── SUPPLIED TEXT ──
Exploring Radiation Effects for Reconfigurable SoCs
in Space and Particle Accelerators

The tutorial provides an in-depth overview of electronic failures induced by radiation in radioactive environments, such as space and particle accelerators. The first part delves into the radiation effects, considering the radiation environment of the Large Hadron Collider (LHC) at CERN, emphasizing comparisons with atmospheric conditions. The second part focuses on the reliability analysis of Reconfigurable Systems-on-Chip, discussing challenges and methodologies for evaluating radiation-induced effects on these systems.
───
__AIM 1__.
According to the tutorial description, which radiation environment does its first part consider?
── RECORDS SUPPLIED ──
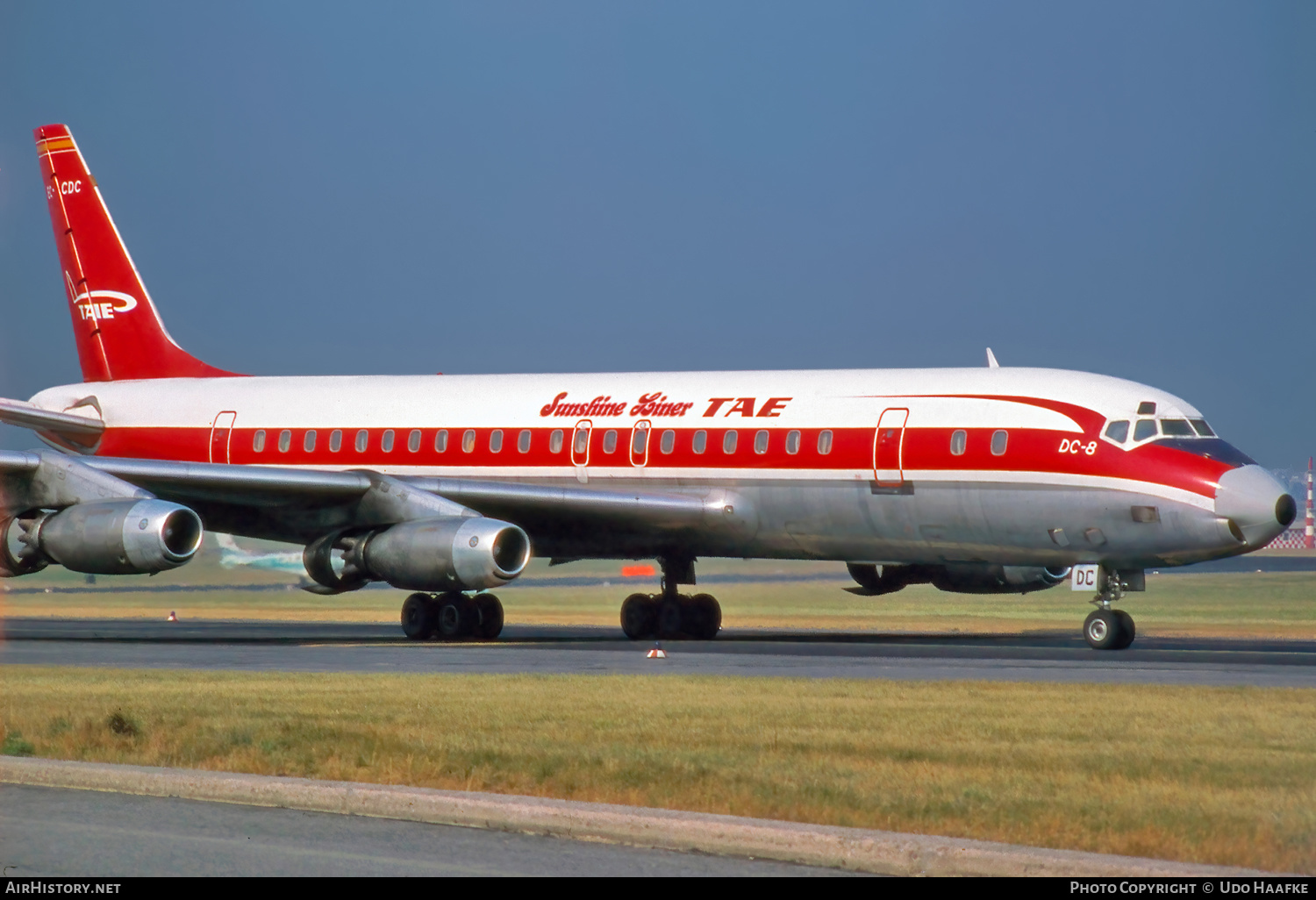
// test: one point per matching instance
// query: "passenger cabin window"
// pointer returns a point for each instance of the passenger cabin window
(1118, 432)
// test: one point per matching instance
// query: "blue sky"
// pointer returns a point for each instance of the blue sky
(483, 187)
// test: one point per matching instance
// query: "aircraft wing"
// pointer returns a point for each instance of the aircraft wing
(300, 504)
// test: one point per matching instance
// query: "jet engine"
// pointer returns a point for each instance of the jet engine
(447, 553)
(107, 537)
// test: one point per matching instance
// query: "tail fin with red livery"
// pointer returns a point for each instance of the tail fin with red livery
(118, 328)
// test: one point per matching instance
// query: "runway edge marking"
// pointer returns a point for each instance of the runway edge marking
(815, 845)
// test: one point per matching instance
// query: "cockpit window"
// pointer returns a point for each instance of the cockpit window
(1176, 428)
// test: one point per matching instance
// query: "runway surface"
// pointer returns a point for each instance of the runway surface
(61, 832)
(1234, 565)
(371, 647)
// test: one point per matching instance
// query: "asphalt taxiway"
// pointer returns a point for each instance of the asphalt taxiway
(378, 647)
(49, 831)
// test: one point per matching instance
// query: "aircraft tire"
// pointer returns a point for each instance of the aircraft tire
(1103, 629)
(489, 611)
(457, 616)
(702, 618)
(418, 615)
(639, 616)
(1126, 629)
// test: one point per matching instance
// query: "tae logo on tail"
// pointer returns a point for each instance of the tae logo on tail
(99, 311)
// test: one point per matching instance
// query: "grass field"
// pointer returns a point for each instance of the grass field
(1278, 605)
(1223, 775)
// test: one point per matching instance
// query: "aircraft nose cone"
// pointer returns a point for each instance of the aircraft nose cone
(1253, 500)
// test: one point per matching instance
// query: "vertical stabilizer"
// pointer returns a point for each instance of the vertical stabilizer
(118, 328)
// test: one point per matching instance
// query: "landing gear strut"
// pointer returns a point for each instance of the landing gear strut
(452, 616)
(1105, 628)
(671, 615)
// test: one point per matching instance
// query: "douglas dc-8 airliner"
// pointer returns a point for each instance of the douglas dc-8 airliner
(979, 481)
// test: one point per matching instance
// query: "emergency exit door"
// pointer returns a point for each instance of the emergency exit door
(889, 447)
(221, 436)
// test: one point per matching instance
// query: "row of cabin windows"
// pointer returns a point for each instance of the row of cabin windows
(666, 444)
(960, 442)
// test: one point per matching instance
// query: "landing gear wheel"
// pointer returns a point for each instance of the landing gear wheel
(489, 613)
(669, 618)
(1126, 629)
(639, 616)
(457, 616)
(1103, 629)
(700, 618)
(418, 616)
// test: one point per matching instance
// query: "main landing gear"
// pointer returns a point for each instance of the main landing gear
(671, 615)
(1105, 628)
(452, 616)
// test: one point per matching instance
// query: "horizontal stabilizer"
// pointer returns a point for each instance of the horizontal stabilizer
(79, 429)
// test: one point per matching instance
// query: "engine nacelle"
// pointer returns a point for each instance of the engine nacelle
(447, 553)
(112, 537)
(983, 578)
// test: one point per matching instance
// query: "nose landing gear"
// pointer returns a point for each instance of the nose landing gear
(452, 616)
(671, 615)
(1105, 628)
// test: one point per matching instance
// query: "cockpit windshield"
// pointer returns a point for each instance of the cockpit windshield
(1148, 429)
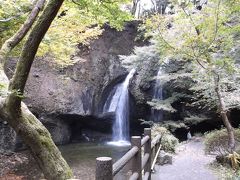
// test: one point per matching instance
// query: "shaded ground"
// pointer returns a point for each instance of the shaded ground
(189, 163)
(80, 157)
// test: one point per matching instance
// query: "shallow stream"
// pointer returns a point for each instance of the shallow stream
(82, 156)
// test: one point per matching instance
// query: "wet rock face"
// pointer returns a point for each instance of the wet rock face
(52, 91)
(7, 137)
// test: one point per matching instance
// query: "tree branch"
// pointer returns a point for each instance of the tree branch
(18, 82)
(21, 33)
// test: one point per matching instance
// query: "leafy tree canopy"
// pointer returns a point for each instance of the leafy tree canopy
(78, 21)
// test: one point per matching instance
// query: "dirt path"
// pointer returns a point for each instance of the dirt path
(189, 163)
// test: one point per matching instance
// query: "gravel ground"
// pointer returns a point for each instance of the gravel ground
(189, 163)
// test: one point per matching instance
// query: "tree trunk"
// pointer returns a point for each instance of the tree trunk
(16, 113)
(223, 111)
(134, 7)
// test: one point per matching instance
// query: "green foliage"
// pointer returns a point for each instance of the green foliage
(12, 15)
(216, 142)
(207, 39)
(78, 21)
(168, 141)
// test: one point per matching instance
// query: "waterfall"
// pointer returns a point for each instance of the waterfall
(118, 102)
(157, 115)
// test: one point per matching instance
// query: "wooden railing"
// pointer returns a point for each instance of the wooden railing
(142, 164)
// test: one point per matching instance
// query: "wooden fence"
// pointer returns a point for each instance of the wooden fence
(142, 164)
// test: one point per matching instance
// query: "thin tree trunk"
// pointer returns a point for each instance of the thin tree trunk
(134, 7)
(223, 111)
(16, 113)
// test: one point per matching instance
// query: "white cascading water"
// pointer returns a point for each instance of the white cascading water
(119, 103)
(157, 115)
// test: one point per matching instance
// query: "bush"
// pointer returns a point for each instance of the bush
(216, 142)
(168, 140)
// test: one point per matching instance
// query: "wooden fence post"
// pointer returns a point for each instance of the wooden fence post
(147, 149)
(104, 168)
(137, 159)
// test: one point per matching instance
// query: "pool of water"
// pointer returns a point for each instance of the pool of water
(82, 156)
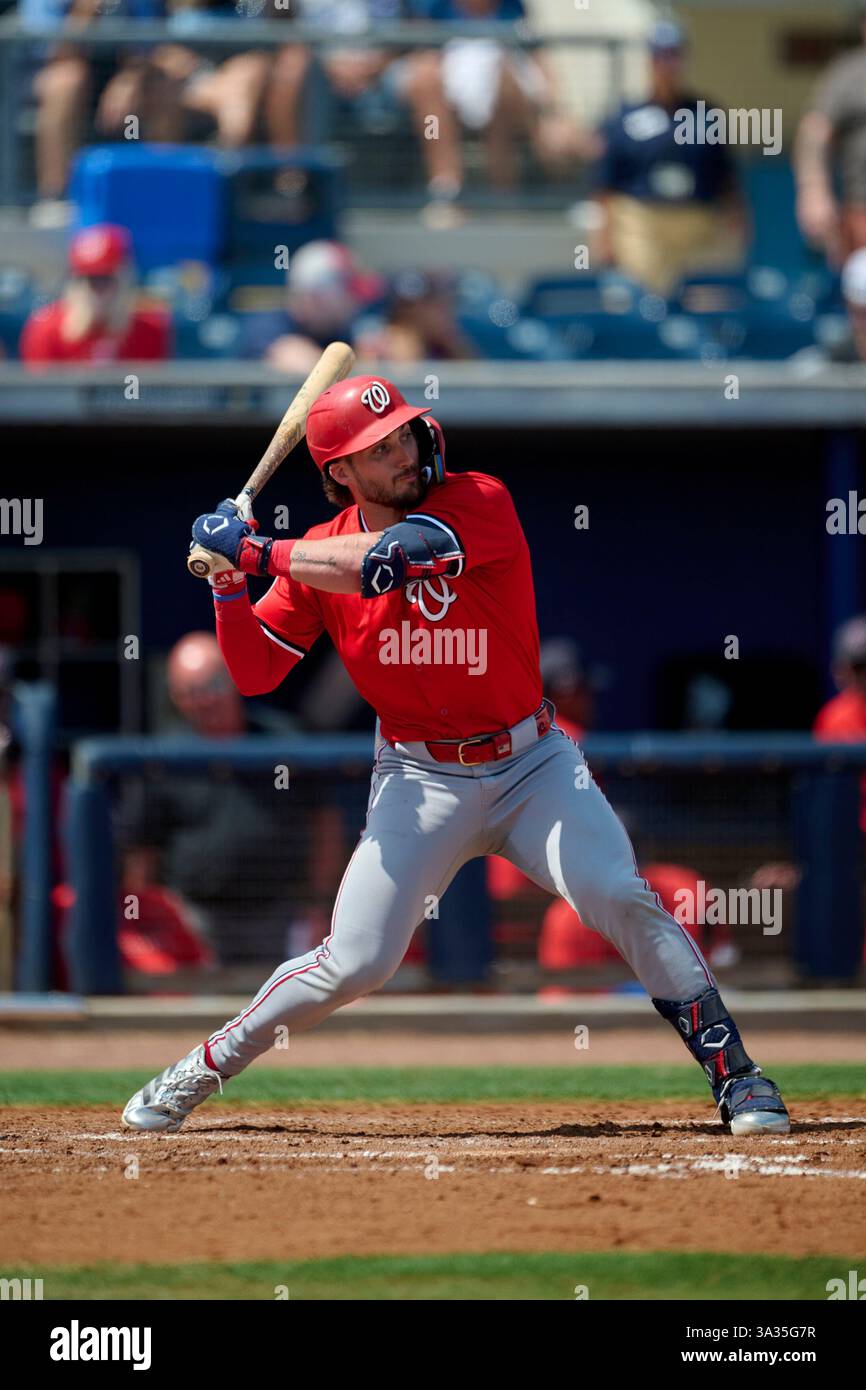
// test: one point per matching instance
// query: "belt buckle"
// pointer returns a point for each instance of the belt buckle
(478, 738)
───
__AIM 2__.
Please write out the lines of the entries word for word, starting at the first line of the entries and ending at the line that contains "(1253, 500)", with both ends included. Leave the pictures out of your answer.

__RIGHT ANSWER 1__.
The radiation environment of the Large Hadron Collider (LHC) at CERN.

__RIGHT ANSWER 2__.
// test: one point per matching instance
// query: "passenger cabin window"
// pointer returns a point for each instance of the passenger cabin window
(1118, 432)
// test: one point per matching instance
// query: "blue sky"
// pointer returns a point for each instance of the blue sky
(483, 187)
// test: one point per matching instance
// query: "aircraft wing"
// pointer returns a point for each instance of the aircraft wing
(300, 504)
// test: one point per matching instance
// query: "jet engine"
// pointer returns a point for each instance of the jet engine
(447, 553)
(107, 537)
// test: one point per matching instance
// query: "tail fin with red livery"
// pointer returns a point for each instance of the tail fin with red livery
(118, 328)
// test: one point per matching instance
// query: "runway edge marking"
// pointer returns a point for each instance of the runway edge marking
(815, 845)
// test: one point per matching instance
// query: "cockpit window"
// pointer returns a point for each instance of the cockpit window
(1176, 428)
// test: one point per matching instance
// query: "runway surface"
// pointer returns a point for each instance of the runway surface
(61, 832)
(1234, 565)
(371, 647)
// test: one point per matching instance
// query: "asphalt taxiway"
// pointer returns a point for each instance of the asphalt taxiway
(378, 647)
(49, 831)
// test: one point per matching instance
// query: "aircraft tire"
// pointer returns a point for each instance of the aircraft tire
(1103, 629)
(489, 611)
(457, 616)
(702, 618)
(418, 615)
(639, 616)
(1126, 629)
// test: one point per matching instance
// query: "tae logo on tail"
// pointer returns a point for each instance of the tae logo on tail
(99, 311)
// test: one point per matching instance
// query: "grass field"
// pointer returns a point for each instance of the grass field
(1278, 605)
(1223, 775)
// test: one point per matching instance
// query: "aircraft nose cone"
// pointer returns a point for each instance of the aircraft nose cone
(1253, 500)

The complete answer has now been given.